- _To-do list_:
A) In the delta encoding email, how many different values does the Accept header take in a set of requests to get a full web page?
B) Please pick up the delta encoding email after its last line and continue it.

- _Text shown_:
┄┄┄┄┄┄
RE: delta encoding and state management

I agree that finding optimized binary encodings for headers will help us reducing the size of the data transmitted.

At the same time, stateful information is also very useful when transmitting a set of successive messages. It allows encoding a header as a reference to another header present in a previous message.

In my experiments, I tried to devise a binary encoding for the Accept header. However, I found that I was not able to reach the compression ratio obtained by using references to previous messages. Currently, in a set of requests to get a full web page, the Accept header will take 4 or 5 different values. This allows for the stateful compression to be very efficient.

The drawback of stateful compression is that this state must be stored. I understand that this can be a critical problem for intermediaries. I think that we should work for minimizing the amount of state an intermediary has to store for each connection. I was also wondering if anyone had some rough figure of what would be acceptable by an intermediary.

Hervé.

> -----Original Message-----
> From: James M Snell [mailto:jasnell@gmail.com]
> Sent: vendredi 18 janvier 2013 00:32
> To: Nico Williams
> Cc: Roberto Peon; ietf-http-wg@w3.org
> Subject: Re: delta encoding and state management
> 
> Agreed on all points. At this point I'm turning my attention towards
> identifying all of the specific headers we can safely and successfully provide
> optimized binary encodings for. The rest will be left as is. The existing bohe
> draft defines an encoding structure for the list of headers themselves, I will
> likely drop that and focus solely on the representation of the header values
> for now. My goal is to have an updated draft done in time for the upcoming
> interim meeting.
> 
> 
> On Thu, Jan 17, 2013 at 2:16 PM, Nico Williams <nico@cryptonector.com>
> wrote:
> 
> 
>  On Thu, Jan 17, 2013 at 3:44 PM, James M Snell <jasnell@gmail.com>
> wrote:
> 
>  > We certainly cannot come up with optimized binary encodings for
> everything
>  > but we can get a good ways down the road optimizing the parts we
> do know
>  > about. We've already seen, for instance, that date headers can be
> optimized
>  > significantly; and the separation of individual cookie crumbs allows
> us to
>  > keep from having to resend the entire cookie whenever just one
> small part
>  > changes. I'm certain there are other optimizations we can make
> without
>  > feeling like we have to find encodings for everything.
┄┄┄┄┄┄
- _Entries provided_:
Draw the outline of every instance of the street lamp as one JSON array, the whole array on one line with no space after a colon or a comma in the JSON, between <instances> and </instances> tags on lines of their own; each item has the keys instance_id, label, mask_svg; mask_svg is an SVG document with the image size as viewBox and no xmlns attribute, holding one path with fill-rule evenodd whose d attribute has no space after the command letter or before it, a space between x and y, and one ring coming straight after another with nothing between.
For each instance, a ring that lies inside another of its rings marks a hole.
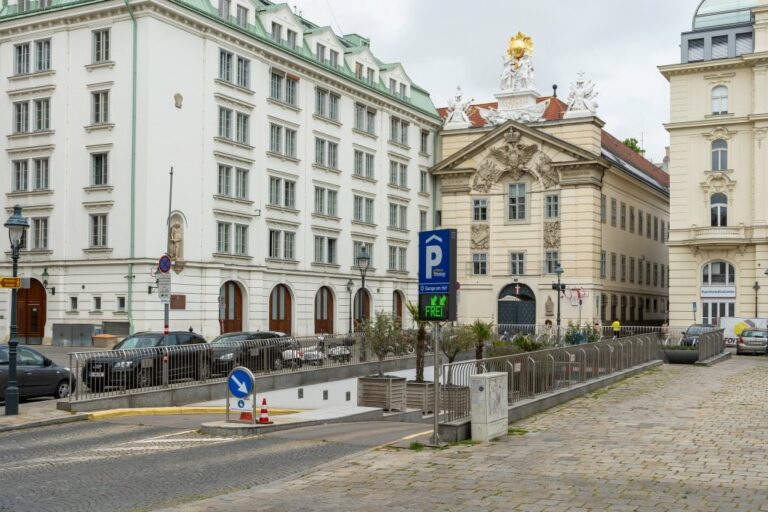
<instances>
[{"instance_id":1,"label":"street lamp","mask_svg":"<svg viewBox=\"0 0 768 512\"><path fill-rule=\"evenodd\" d=\"M365 274L368 273L368 267L371 265L371 257L368 255L368 249L365 245L360 245L360 252L357 253L357 268L360 269L360 323L365 323Z\"/></svg>"},{"instance_id":2,"label":"street lamp","mask_svg":"<svg viewBox=\"0 0 768 512\"><path fill-rule=\"evenodd\" d=\"M349 294L349 334L352 334L352 290L355 283L350 279L347 281L347 293Z\"/></svg>"},{"instance_id":3,"label":"street lamp","mask_svg":"<svg viewBox=\"0 0 768 512\"><path fill-rule=\"evenodd\" d=\"M13 207L13 215L5 222L8 228L8 238L11 241L11 259L13 260L13 277L19 268L19 249L24 239L24 233L29 228L29 221L21 216L21 206ZM8 384L5 386L5 415L19 414L19 386L16 382L16 288L11 290L11 337L8 340Z\"/></svg>"},{"instance_id":4,"label":"street lamp","mask_svg":"<svg viewBox=\"0 0 768 512\"><path fill-rule=\"evenodd\" d=\"M563 267L560 266L560 262L555 264L555 274L557 274L557 284L553 284L552 288L557 290L557 344L560 345L560 296L563 292L563 285L560 284L560 277L563 275Z\"/></svg>"}]
</instances>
┄┄┄┄┄┄
- _Answer list_:
A) 4 or 5 different values.

B)
> 
> 
>  The only way cookie compression can work is by having connection
>  state.  But often the whole point of cookies is to not store state on
>  the server but on the client.
> 
>  The more state we associate with connections the more pressure
> there
>  will be to close connections sooner and then we'll have to establish
>  new connections, build new compression state, and then have it torn
>  down again.  Fast TCP can help w.r.t. reconnect overhead, but that's
>  about it.
> 
>  We need to do more than measure compression ratios.  We need to
>  measure state size and performance impact on fully-loaded
> middleboxes.
>   We need to measure the full impact of compression on the user
>  experience.  A fabulous compression ratio might nonetheless spell
> doom
>  for the user experience and thence the protocol.  If we take the
> wrong
>  measures we risk failure for the new protocol, and we may not try
>  again for a long time.
> 
>  Also, with respect to some of those items we cannot encode
> minimally
>  (cookies, URIs, ...): their size is really in the hands of the
>  entities that create them -- let *them* worry about compression.
> That
>  might cause some pressure to create shorter, less-meaningful URIs,
>  but... we're already there anyways.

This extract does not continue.